**Opdracht**: Zet alle regels uit de onderstaande gegevens graag in een Markdown-tabel met de kolommen "Rij" voor het rijnummer en "Regel" voor de tekst, en laat lege regels weg. Neem de afbeeldingen niet op in je antwoord.

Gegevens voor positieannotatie
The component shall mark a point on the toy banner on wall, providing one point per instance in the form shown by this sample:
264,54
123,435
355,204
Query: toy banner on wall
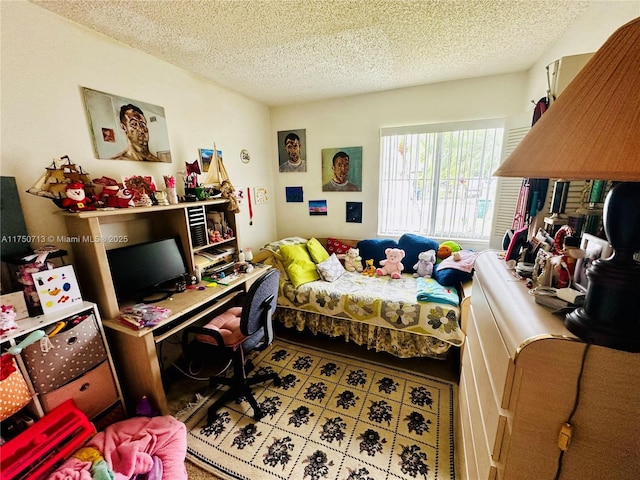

**Antwoord**:
| Rij | Regel |
|---|---|
| 1 | The component shall mark a point on the toy banner on wall, providing one point per instance in the form shown by this sample: |
| 2 | 264,54 |
| 3 | 123,435 |
| 4 | 355,204 |
| 5 | Query: toy banner on wall |